Dataset items |
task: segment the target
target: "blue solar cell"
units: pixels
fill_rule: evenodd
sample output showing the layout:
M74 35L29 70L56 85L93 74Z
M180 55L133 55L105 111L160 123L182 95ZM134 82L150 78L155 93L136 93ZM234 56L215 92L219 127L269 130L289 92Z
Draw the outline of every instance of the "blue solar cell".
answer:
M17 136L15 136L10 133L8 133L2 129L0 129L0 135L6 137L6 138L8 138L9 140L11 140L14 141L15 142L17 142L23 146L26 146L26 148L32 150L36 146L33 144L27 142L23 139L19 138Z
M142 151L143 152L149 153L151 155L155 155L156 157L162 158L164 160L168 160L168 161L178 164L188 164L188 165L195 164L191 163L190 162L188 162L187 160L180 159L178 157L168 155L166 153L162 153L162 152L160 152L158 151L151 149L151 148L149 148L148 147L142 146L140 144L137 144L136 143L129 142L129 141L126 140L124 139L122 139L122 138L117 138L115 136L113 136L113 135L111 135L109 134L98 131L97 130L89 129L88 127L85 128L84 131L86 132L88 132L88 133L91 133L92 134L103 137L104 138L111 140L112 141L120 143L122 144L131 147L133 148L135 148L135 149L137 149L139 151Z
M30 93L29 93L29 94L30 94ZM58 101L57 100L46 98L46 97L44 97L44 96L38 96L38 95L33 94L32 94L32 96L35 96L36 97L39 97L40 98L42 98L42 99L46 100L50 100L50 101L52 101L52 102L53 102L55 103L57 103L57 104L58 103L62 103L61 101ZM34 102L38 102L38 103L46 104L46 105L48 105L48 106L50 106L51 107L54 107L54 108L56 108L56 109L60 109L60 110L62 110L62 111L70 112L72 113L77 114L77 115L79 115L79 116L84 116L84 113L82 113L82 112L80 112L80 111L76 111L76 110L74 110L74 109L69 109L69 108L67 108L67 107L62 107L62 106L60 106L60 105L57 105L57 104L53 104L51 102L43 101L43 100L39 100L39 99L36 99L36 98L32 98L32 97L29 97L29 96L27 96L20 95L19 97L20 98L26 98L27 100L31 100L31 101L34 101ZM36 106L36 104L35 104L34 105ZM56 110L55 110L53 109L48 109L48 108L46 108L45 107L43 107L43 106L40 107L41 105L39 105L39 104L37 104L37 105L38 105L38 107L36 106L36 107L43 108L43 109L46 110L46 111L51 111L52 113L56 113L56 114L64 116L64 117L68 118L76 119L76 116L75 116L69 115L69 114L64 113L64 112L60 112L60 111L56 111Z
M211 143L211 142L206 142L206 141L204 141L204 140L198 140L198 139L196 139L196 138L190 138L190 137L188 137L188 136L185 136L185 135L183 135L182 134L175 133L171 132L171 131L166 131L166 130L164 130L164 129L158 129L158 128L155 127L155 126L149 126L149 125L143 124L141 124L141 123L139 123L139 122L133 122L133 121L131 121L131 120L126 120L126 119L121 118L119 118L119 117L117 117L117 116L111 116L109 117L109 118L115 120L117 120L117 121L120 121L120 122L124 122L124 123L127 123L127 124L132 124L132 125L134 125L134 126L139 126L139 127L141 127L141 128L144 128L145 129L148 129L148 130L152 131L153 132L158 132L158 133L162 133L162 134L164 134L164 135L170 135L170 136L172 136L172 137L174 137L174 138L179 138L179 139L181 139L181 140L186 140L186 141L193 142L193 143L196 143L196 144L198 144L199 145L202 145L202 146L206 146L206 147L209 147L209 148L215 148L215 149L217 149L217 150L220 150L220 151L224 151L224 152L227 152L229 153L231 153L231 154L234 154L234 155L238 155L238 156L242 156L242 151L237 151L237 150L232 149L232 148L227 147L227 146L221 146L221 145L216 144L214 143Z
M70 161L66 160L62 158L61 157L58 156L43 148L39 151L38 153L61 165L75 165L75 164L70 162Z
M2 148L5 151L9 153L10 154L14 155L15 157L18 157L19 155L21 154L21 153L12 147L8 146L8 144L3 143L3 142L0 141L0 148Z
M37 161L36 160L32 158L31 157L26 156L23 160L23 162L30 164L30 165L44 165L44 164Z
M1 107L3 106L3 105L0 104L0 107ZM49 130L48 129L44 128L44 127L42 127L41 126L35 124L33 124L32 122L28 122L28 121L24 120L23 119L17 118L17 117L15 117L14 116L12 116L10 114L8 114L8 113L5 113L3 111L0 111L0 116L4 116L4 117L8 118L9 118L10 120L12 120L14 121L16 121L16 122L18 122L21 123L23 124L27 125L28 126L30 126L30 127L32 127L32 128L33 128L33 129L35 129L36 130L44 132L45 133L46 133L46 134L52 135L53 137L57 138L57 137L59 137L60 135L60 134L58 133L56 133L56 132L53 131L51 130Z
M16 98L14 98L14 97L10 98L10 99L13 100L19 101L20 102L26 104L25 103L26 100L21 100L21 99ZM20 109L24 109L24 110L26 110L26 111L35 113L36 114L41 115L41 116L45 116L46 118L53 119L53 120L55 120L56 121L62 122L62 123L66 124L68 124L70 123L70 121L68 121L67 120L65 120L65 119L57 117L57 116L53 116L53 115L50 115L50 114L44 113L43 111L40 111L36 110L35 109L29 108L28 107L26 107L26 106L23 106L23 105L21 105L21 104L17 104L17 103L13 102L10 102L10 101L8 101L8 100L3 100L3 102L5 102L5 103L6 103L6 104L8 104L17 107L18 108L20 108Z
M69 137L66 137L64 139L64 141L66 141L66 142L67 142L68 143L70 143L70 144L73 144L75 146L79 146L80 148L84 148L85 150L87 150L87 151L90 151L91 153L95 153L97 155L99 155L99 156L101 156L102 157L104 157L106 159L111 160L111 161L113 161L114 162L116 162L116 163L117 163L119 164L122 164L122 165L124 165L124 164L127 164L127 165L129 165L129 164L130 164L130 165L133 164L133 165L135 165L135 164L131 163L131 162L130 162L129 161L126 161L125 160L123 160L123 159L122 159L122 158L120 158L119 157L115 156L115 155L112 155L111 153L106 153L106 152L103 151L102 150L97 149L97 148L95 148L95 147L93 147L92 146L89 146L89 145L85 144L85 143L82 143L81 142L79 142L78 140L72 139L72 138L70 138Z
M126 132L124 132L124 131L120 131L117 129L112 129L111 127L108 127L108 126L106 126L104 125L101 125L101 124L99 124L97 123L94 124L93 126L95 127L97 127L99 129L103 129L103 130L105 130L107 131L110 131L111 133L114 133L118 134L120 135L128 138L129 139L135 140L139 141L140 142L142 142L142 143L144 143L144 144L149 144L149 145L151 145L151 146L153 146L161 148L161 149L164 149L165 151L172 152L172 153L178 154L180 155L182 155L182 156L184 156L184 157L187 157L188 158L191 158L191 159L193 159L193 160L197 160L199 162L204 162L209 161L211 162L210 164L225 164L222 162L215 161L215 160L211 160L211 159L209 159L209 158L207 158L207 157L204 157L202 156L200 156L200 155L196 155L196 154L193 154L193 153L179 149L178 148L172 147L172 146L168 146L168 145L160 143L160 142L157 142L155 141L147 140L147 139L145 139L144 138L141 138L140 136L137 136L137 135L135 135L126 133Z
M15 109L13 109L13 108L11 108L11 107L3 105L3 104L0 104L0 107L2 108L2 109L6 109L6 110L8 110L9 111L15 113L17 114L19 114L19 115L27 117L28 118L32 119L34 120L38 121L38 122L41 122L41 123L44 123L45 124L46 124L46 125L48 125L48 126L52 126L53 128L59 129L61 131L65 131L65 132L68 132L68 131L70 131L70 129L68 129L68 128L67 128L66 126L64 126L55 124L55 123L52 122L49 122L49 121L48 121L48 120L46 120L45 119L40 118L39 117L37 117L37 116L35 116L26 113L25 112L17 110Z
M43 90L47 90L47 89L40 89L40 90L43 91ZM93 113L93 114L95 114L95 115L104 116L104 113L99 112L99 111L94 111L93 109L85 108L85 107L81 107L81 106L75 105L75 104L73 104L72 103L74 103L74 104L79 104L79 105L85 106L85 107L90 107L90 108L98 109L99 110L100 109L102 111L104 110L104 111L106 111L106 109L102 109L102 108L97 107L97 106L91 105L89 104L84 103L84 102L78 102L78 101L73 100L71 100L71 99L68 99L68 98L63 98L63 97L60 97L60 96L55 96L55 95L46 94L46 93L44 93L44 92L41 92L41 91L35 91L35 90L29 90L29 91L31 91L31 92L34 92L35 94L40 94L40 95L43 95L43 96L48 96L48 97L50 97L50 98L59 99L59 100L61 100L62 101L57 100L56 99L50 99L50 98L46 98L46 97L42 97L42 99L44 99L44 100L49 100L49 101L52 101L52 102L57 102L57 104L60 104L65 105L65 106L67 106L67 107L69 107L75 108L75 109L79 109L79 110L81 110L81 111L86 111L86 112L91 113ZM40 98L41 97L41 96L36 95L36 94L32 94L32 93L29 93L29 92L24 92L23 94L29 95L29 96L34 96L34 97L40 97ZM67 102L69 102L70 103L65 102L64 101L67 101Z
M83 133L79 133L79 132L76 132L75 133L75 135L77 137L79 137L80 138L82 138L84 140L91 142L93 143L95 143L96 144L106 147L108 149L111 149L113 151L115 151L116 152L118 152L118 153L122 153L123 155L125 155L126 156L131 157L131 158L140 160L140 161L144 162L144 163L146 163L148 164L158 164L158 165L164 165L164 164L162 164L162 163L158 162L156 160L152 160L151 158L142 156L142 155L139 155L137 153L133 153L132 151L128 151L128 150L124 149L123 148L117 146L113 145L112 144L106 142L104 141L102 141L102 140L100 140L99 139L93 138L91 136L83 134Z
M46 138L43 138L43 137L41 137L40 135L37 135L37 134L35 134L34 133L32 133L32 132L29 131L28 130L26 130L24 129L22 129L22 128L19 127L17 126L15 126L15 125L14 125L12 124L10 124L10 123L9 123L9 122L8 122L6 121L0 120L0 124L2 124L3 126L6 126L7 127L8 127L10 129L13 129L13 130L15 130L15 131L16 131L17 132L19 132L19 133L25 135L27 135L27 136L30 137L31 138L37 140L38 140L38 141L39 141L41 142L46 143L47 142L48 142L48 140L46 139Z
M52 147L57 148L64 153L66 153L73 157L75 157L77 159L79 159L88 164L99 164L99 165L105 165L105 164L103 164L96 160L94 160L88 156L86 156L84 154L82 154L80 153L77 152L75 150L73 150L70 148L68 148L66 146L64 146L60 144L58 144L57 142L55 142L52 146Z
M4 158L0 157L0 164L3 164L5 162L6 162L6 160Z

WHAT IS BEING ASKED | Copy out the lines of the listing above verbatim, beginning with its very first line and continuing through the line that contains "M30 93L29 93L29", with both of those lines included.

THE RESPONSE |
task: segment the target
target: "blue solar cell"
units: pixels
fill_rule: evenodd
sample output showing the layout:
M74 35L29 70L56 85L93 74Z
M180 55L133 55L105 111L160 123L182 95ZM134 82L150 78L155 93L136 93ZM234 56L215 92L219 127L269 130L289 92Z
Draw the outline of every instance of the "blue solar cell".
answer:
M17 136L15 136L10 133L8 133L2 129L0 129L0 135L6 137L6 138L8 138L9 140L11 140L14 141L15 142L17 142L23 146L26 146L26 148L32 150L36 146L33 144L27 142L23 139L19 138Z
M142 151L143 152L149 153L151 155L155 155L156 157L162 158L164 160L168 160L168 161L178 164L188 164L188 165L195 164L191 163L190 162L188 162L187 160L180 159L178 157L168 155L166 153L162 153L162 152L160 152L158 151L151 149L151 148L149 148L148 147L142 146L140 144L137 144L136 143L129 142L129 141L126 140L124 139L122 139L122 138L117 138L115 136L113 136L113 135L111 135L109 134L98 131L97 130L89 129L88 127L85 128L84 131L86 132L88 132L88 133L91 133L92 134L103 137L104 138L111 140L112 141L120 143L122 144L131 147L133 148L135 148L135 149L137 149L139 151Z
M30 93L29 93L29 94L30 94ZM58 101L57 100L46 98L46 97L44 97L44 96L38 96L38 95L33 94L32 94L32 96L35 96L36 97L39 97L40 98L42 98L42 99L46 100L50 100L50 101L52 101L52 102L53 102L55 103L57 103L57 104L58 103L62 103L61 101ZM34 102L38 102L38 103L46 104L46 105L48 105L48 106L50 106L51 107L54 107L54 108L56 108L56 109L60 109L60 110L62 110L62 111L70 112L72 113L77 114L77 115L79 115L79 116L84 116L84 113L82 113L82 112L80 112L80 111L76 111L76 110L74 110L74 109L69 109L69 108L67 108L67 107L62 107L62 106L60 106L60 105L57 105L57 104L53 104L51 102L43 101L43 100L39 100L39 99L36 99L36 98L32 98L32 97L29 97L29 96L27 96L20 95L19 97L20 98L26 98L27 100L31 100L31 101L34 101ZM36 106L36 104L35 104L34 105ZM56 110L55 110L53 109L48 109L48 108L46 108L45 107L43 107L43 106L40 107L41 105L39 105L39 104L37 104L37 105L38 105L38 107L36 106L36 107L43 108L43 109L46 110L46 111L51 111L52 113L56 113L56 114L64 116L64 117L68 118L76 119L76 116L75 116L69 115L69 114L64 113L64 112L60 112L60 111L56 111Z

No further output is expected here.